> **Brief**: All the records below must be returned exactly as they stand.

[Saved entries]
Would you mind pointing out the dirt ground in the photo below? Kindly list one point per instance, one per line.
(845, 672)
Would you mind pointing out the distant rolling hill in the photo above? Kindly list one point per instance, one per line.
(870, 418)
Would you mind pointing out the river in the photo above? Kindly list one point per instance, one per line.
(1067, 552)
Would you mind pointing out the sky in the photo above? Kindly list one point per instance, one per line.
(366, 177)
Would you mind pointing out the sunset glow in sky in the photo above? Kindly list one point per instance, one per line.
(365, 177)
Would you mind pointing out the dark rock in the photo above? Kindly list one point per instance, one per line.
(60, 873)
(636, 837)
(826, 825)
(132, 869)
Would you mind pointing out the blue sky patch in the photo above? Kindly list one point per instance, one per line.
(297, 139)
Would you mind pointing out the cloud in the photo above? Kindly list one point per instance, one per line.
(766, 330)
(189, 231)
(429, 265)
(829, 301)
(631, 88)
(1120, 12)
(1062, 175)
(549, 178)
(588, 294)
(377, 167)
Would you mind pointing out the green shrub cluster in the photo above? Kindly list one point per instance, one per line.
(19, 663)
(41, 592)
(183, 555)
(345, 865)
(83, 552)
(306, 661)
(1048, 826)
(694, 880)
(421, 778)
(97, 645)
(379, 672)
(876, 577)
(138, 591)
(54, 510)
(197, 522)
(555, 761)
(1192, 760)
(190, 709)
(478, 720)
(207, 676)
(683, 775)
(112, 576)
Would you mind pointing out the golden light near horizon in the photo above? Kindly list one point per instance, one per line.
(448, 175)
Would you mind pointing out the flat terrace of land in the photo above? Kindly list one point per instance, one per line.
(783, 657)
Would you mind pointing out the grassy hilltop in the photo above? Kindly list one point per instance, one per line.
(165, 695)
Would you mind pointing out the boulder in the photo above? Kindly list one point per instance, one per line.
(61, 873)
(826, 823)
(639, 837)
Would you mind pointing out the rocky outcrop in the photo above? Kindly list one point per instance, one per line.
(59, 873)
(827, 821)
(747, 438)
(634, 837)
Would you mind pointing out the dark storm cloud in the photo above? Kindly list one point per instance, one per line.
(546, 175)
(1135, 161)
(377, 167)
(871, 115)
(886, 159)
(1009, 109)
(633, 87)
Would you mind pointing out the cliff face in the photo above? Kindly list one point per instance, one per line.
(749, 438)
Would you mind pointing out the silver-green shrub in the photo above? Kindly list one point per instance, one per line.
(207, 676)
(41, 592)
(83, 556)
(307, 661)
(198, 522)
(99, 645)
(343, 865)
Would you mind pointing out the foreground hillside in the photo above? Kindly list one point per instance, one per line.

> **Expected output**:
Would you mind pointing out the dirt ground in the photo below? Kindly list one point per instance, one per line.
(845, 672)
Would you mind pointing out the distant rolling hill in the photo above? Kindly list one point per instance, one per line.
(870, 418)
Would you mind pointing out the river in the photo above? Kindly list one point per instance, one per line.
(1067, 552)
Would you mind pointing out the sky in the photo above? Kindly list one point per instance, one per line.
(366, 177)
Would you mind pointing out the sunset glow in sky in the photo above? Kindly list one point per instance, one per line.
(365, 177)
Would you mind pointing out the dark rock in the photo above? Kindly list one point per instance, one per line.
(60, 873)
(636, 837)
(826, 825)
(132, 869)
Would you mind pointing out the blue sky patch in the photo above? Kindly list one point per instance, one per line.
(297, 139)
Would you mind pointing out the cloud in the photo above? Kindly list one point per instance, one per line.
(766, 330)
(189, 231)
(429, 265)
(829, 301)
(631, 88)
(1120, 12)
(1062, 175)
(549, 178)
(588, 294)
(377, 167)
Would you mind pointing out the green shrub cluster in the photo above? Kindly list one point per instance, one per line.
(19, 663)
(41, 592)
(183, 555)
(345, 865)
(83, 552)
(306, 661)
(1048, 826)
(694, 880)
(421, 778)
(97, 645)
(379, 672)
(876, 577)
(138, 591)
(54, 510)
(197, 522)
(555, 761)
(1192, 760)
(190, 709)
(478, 720)
(207, 676)
(683, 775)
(112, 576)
Would you mind pointing out the golden light near horizon in the photo above? Kindly list one point per instance, one per line.
(448, 175)
Would you mind pointing out the flat terrace of land in the photo above? Kindly list one point per instance, one per line.
(783, 657)
Would you mind pointing out the grassy hilltop in the photo above? Kindly list one point per instance, one per line.
(165, 695)
Would you mind pointing out the boulder in the photo above? Kindly list one point per instance, one per line.
(61, 873)
(826, 823)
(639, 837)
Would you mind pointing out the rocky outcrop in the photo above? Kindly list one point per instance, one per line.
(59, 873)
(827, 821)
(747, 438)
(634, 837)
Would you mind pointing out the dark storm cloud in the photo above? Kindly list one point per instance, one per line.
(546, 175)
(1135, 161)
(377, 167)
(871, 115)
(886, 159)
(1009, 109)
(633, 87)
Would you mind pointing out the cliff face in the photo above? Kindly list one point per instance, one per line.
(749, 438)
Would you mind pointing out the silver-green shrub in the photo above? Kindly list one point per instance, one per line.
(207, 676)
(41, 592)
(83, 556)
(307, 661)
(198, 522)
(99, 645)
(343, 865)
Would you mind pointing out the foreground hillside in the photo above? Kindly list one point per instance, one per line.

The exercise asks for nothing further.